§ STORED RECORDS
########

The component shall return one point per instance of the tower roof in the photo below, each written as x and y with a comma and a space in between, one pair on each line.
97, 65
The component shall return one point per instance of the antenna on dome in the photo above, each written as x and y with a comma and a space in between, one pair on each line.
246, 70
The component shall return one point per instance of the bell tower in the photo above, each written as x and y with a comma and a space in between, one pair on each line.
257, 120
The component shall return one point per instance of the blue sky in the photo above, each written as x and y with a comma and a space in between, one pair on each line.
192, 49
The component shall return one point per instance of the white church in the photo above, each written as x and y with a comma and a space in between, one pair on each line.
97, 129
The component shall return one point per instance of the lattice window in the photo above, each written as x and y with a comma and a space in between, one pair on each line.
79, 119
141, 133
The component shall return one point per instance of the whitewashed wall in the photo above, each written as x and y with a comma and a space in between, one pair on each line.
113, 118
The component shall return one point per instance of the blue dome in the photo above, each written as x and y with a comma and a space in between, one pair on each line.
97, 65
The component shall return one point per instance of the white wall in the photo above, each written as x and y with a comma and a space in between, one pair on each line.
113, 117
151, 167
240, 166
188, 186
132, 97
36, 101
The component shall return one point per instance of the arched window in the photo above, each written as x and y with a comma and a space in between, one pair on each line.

########

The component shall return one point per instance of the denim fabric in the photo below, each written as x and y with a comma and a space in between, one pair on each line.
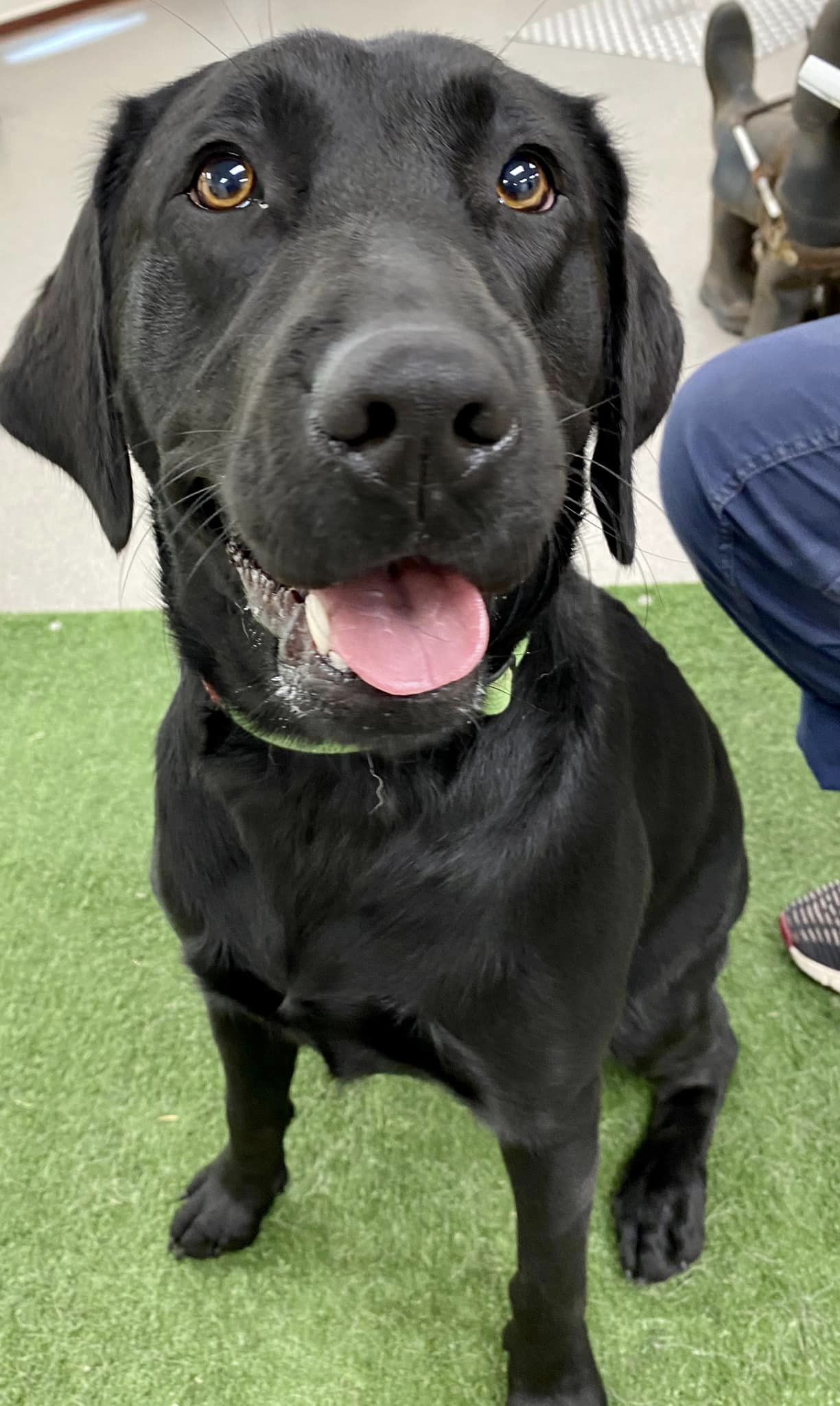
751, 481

########

§ EXERCISE BRIEF
Reproduce, word for word, the stretch of rows running from the row that contains "of the whitewashed" through the row that contains "The component shall return one point per instance of the arched", both of those rows included.

§ COMPLETE RESPONSE
The component shall return one point per instance of the whitewashed wall in the photo above, each written as x and y with a comma and a space in between, one pair on each line.
113, 118
The component shall return one point per instance of the blue dome in the photo above, each written as x and y with a comma and a space in between, one pair on each line.
97, 65
The component shall return one point per instance of the white wall in the photo above, each written as x and y with a comma and a space in between, one pair on each line.
113, 117
151, 167
240, 166
188, 186
132, 97
36, 101
The component shall return one point per instance of the arched window in the photo above, each written as x and y with a comma and a space in between, one pair on each line.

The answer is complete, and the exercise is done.